Task description
All that should be output is the block of lines below from the line with "positive clicks: (103, 161)" to the line with "positive clicks: (88, 117) (89, 119)", both included, exactly as written.

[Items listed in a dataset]
--- START ---

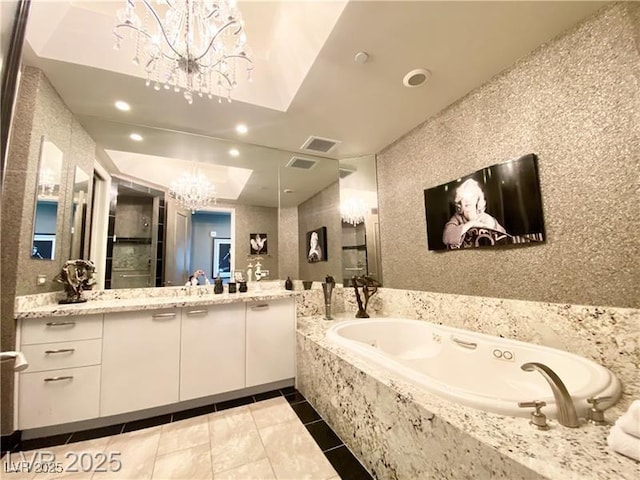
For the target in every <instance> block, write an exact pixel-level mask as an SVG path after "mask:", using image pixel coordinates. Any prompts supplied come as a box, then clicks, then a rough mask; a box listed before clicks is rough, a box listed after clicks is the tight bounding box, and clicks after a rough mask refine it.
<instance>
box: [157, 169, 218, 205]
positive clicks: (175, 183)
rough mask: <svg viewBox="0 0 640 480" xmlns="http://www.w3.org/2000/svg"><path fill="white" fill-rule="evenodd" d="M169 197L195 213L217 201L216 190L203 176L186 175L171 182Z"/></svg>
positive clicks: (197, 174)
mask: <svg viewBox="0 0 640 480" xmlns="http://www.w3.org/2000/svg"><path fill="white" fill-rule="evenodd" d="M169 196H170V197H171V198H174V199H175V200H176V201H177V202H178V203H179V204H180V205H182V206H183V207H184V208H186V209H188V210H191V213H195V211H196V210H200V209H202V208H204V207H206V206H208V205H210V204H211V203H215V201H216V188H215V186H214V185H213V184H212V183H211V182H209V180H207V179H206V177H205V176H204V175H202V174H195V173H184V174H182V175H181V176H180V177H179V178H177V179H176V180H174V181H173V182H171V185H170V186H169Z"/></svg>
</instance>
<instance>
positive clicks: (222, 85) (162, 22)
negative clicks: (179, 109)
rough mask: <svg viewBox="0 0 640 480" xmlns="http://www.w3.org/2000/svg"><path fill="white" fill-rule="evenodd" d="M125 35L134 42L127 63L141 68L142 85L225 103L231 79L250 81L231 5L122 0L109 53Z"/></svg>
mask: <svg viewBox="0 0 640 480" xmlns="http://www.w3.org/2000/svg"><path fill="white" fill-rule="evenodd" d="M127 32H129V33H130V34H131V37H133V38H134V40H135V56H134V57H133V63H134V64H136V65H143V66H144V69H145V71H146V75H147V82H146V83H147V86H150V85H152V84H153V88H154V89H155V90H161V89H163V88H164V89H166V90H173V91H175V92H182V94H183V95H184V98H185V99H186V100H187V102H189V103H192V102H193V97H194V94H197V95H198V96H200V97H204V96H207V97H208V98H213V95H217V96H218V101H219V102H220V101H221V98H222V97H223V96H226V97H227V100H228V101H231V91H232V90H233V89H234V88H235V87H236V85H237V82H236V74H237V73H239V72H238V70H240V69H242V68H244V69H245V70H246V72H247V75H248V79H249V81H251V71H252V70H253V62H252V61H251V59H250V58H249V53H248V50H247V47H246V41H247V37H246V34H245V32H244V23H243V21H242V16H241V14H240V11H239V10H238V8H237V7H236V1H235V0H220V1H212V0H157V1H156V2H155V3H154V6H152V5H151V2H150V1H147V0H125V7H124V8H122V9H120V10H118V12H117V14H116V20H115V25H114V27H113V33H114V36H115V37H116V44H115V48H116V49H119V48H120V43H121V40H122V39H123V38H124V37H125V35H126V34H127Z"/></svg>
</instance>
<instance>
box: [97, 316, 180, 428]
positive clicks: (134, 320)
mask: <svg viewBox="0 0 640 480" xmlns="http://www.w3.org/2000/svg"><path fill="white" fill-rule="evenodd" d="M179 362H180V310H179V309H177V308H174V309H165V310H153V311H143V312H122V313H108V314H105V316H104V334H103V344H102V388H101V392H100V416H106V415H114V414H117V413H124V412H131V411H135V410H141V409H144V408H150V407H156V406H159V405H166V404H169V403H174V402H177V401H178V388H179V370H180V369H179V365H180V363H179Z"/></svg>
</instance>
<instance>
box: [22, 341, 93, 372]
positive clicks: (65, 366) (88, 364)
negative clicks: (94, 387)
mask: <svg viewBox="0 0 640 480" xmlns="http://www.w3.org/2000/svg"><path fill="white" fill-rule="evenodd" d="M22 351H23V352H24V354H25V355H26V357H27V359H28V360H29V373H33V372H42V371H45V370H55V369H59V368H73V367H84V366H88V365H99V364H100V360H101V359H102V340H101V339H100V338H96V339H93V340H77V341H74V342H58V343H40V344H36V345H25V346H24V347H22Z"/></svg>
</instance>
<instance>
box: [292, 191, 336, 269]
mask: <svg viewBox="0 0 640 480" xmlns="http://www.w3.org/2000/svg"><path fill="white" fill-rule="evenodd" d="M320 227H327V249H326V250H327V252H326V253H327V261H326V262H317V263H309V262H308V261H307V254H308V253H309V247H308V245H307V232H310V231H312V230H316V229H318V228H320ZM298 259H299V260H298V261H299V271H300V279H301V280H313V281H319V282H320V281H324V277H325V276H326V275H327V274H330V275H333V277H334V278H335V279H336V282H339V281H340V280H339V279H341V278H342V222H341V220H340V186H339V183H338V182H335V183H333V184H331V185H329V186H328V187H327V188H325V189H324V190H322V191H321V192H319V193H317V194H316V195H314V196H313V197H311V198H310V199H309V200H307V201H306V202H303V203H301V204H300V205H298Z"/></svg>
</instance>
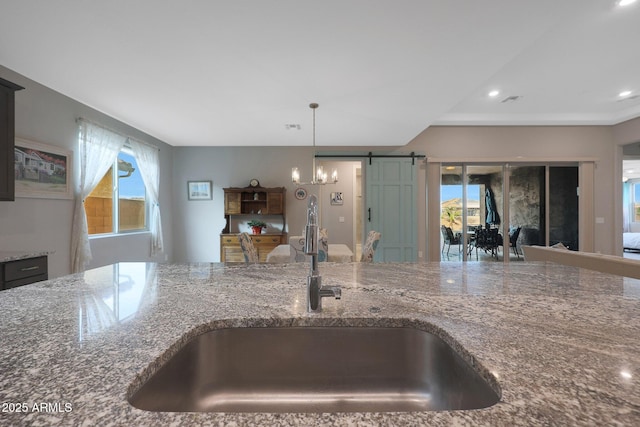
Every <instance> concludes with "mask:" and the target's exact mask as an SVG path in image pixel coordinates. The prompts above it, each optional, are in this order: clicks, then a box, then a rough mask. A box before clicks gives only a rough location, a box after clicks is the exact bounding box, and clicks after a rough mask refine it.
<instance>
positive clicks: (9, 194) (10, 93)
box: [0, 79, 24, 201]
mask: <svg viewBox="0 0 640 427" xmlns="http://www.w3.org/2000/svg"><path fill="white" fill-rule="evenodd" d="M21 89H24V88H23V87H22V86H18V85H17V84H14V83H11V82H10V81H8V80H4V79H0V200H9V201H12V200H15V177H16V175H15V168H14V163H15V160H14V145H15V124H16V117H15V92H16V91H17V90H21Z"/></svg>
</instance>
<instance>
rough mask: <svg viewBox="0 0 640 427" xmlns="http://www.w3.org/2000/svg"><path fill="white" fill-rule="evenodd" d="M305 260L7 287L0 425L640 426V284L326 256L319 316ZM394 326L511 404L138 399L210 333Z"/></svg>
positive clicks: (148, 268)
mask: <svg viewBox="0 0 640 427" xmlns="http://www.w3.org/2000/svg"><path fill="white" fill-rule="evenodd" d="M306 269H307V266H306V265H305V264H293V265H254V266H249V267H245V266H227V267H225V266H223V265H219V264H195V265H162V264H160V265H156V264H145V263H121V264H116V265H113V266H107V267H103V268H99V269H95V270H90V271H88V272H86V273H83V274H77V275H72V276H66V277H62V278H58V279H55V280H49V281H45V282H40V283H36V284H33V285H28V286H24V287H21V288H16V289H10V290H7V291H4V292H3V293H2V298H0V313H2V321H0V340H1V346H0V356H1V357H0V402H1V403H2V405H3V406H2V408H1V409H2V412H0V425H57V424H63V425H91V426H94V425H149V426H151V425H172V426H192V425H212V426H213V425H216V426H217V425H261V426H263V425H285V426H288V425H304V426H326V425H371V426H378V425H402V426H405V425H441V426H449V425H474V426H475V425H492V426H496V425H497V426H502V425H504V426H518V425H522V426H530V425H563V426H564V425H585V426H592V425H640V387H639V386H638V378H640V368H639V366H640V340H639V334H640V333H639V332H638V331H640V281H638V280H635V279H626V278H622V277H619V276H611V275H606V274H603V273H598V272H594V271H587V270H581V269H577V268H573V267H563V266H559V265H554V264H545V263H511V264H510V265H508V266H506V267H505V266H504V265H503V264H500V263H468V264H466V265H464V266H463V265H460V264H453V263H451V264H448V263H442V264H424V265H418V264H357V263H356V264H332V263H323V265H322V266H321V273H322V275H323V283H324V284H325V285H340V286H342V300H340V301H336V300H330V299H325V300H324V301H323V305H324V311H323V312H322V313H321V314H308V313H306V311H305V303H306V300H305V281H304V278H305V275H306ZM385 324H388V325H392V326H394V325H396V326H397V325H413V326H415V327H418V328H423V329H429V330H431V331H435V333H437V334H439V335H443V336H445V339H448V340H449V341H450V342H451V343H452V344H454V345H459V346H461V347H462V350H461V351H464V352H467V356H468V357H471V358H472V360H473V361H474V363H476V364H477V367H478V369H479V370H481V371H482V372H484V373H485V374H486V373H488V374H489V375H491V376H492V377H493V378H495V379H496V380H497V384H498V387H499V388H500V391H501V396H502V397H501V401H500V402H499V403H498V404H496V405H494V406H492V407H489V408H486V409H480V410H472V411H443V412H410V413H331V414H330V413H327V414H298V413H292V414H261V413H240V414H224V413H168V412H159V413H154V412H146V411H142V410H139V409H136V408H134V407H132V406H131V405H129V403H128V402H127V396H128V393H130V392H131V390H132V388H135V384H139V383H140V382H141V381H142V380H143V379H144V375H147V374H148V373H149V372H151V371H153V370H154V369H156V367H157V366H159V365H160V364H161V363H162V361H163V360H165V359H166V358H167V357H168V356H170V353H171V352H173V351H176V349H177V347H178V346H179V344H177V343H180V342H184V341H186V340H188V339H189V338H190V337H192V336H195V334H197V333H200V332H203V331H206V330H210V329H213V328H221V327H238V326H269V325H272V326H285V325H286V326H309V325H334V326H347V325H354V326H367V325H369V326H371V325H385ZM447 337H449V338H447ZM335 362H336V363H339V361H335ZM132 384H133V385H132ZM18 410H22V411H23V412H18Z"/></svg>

--- END ---
--- START ---

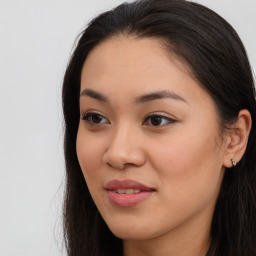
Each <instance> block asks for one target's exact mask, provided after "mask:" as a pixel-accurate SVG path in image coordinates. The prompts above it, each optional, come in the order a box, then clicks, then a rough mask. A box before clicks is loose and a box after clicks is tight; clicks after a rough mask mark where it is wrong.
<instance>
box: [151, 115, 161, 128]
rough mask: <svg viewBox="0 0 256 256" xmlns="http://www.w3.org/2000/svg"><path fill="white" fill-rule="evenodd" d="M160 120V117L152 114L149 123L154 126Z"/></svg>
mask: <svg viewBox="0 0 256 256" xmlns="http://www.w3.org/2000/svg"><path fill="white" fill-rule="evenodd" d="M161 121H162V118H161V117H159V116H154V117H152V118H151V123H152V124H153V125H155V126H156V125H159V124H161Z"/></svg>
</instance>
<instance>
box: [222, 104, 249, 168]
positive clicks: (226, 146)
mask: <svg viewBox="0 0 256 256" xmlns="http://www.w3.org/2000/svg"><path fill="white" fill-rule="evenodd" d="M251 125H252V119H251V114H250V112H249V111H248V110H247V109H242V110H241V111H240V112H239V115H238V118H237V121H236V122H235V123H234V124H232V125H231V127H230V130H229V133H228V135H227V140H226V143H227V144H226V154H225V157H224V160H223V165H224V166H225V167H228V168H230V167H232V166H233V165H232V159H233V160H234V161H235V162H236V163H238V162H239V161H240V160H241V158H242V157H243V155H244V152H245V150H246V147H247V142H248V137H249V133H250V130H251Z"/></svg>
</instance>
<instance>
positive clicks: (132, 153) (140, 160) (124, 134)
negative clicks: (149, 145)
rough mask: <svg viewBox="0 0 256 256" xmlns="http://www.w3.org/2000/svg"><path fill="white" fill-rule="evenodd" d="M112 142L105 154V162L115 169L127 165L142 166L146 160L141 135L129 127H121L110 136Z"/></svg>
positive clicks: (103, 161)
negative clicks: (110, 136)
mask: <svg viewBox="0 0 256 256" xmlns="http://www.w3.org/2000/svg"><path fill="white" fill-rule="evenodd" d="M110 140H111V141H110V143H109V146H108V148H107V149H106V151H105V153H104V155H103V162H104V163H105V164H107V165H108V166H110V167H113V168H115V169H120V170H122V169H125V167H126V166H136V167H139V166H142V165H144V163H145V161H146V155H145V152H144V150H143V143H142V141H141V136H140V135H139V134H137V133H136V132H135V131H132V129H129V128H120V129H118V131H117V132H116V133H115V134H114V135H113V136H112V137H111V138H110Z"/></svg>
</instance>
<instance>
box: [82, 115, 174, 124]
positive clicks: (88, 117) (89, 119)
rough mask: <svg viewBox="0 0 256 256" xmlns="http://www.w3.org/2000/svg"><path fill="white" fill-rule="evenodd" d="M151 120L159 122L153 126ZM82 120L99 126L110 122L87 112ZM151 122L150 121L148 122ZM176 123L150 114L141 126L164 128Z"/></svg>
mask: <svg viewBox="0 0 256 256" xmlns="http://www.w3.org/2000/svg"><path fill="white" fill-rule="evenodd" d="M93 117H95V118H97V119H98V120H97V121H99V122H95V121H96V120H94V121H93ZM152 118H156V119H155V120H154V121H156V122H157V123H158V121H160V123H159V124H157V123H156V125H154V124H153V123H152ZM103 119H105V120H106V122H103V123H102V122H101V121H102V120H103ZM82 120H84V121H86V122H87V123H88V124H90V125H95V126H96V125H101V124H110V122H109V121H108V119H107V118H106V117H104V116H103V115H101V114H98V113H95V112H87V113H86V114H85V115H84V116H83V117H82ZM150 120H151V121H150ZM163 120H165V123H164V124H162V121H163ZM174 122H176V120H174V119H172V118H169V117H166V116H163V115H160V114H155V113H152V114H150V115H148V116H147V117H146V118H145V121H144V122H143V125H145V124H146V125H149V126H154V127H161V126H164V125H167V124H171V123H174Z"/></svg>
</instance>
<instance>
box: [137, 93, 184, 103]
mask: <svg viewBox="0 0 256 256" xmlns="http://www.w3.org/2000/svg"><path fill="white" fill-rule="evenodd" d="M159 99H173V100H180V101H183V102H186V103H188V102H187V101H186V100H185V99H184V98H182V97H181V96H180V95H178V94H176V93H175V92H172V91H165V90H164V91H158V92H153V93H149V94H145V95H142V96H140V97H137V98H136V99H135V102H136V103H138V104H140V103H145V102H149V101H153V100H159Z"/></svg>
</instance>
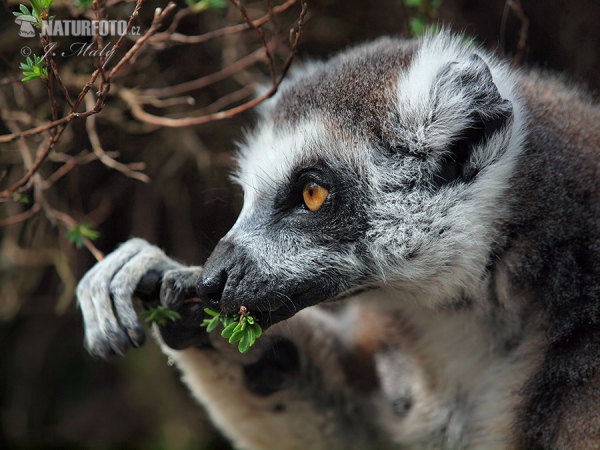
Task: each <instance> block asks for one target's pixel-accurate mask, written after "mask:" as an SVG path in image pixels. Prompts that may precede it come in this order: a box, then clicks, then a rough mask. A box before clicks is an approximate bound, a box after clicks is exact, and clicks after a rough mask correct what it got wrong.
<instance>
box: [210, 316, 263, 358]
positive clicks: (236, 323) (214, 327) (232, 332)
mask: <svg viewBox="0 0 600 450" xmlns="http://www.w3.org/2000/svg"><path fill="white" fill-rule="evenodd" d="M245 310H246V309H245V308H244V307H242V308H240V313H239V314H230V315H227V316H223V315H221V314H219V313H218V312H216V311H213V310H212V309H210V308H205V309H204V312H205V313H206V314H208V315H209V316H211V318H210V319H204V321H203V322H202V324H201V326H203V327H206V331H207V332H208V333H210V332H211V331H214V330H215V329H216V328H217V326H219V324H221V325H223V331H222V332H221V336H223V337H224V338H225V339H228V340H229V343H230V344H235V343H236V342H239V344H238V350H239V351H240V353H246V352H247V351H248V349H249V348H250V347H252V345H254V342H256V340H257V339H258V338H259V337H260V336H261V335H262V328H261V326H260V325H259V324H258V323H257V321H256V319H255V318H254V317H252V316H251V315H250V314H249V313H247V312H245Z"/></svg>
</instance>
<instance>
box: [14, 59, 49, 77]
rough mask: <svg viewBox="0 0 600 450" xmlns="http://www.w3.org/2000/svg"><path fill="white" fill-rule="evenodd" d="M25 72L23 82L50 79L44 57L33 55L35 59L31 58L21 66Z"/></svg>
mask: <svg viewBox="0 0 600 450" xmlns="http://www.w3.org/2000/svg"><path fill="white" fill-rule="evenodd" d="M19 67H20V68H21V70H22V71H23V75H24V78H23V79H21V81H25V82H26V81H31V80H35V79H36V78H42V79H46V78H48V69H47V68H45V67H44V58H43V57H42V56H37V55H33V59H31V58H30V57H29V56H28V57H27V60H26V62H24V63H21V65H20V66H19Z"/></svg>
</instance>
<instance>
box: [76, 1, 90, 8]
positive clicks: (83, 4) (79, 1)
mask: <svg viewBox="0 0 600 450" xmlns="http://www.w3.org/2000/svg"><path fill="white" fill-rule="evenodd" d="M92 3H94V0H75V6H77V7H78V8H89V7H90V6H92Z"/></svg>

--- END ---
--- START ---

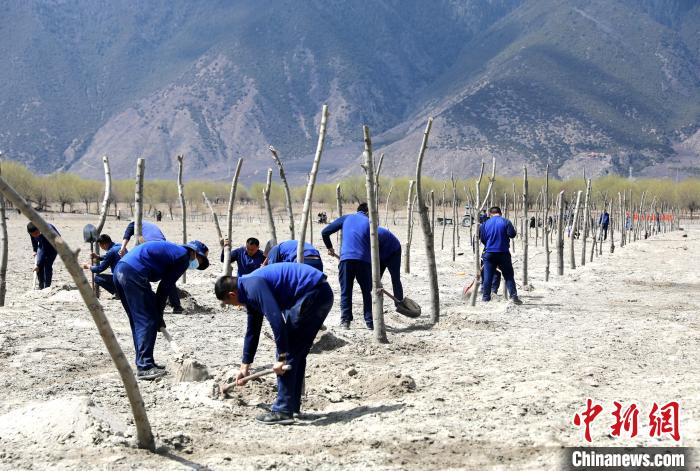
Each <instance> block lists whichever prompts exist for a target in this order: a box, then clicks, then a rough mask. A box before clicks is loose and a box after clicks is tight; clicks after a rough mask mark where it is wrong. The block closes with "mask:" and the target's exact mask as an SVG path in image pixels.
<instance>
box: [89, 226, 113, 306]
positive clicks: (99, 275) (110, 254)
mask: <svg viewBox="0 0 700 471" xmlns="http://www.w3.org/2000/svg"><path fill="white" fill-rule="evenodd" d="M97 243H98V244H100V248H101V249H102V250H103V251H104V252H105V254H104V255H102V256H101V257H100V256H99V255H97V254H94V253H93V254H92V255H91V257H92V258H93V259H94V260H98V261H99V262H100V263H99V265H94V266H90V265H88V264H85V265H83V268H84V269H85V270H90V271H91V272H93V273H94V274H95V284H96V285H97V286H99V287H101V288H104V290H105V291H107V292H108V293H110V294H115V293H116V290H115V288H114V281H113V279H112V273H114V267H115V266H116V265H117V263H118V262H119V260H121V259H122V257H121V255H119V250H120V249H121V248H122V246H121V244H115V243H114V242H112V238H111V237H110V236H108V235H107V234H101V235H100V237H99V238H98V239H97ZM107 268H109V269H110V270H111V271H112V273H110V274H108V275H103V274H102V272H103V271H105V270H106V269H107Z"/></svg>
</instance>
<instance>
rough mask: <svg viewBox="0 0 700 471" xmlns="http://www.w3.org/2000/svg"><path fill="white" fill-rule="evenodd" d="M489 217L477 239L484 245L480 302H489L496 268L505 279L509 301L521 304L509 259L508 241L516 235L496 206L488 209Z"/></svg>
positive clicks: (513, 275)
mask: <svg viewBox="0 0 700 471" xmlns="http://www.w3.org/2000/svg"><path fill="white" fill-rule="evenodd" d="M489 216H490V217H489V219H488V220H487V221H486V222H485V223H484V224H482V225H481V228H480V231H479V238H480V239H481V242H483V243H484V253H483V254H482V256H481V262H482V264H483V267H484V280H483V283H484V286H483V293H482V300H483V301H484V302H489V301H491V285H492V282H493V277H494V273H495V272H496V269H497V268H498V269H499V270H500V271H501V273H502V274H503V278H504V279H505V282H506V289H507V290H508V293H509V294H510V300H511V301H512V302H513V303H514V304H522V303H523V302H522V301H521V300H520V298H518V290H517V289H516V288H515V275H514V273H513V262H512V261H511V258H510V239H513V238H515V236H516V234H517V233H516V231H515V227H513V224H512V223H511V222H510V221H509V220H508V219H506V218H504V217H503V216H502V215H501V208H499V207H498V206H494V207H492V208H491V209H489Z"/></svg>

--- END ---

Solution to this exercise
positive clicks: (103, 161)
negative clicks: (110, 136)
mask: <svg viewBox="0 0 256 256" xmlns="http://www.w3.org/2000/svg"><path fill="white" fill-rule="evenodd" d="M110 140H111V141H110V143H109V146H108V148H107V149H106V151H105V153H104V155H103V162H104V163H105V164H107V165H108V166H110V167H113V168H115V169H120V170H122V169H125V167H126V166H136V167H139V166H142V165H144V163H145V161H146V155H145V152H144V150H143V143H142V141H141V136H140V135H139V134H137V133H136V132H135V131H132V129H129V128H120V129H118V131H117V132H116V133H115V134H114V135H113V136H112V137H111V138H110Z"/></svg>
</instance>
<instance>
box: [82, 115, 174, 124]
positive clicks: (88, 117) (89, 119)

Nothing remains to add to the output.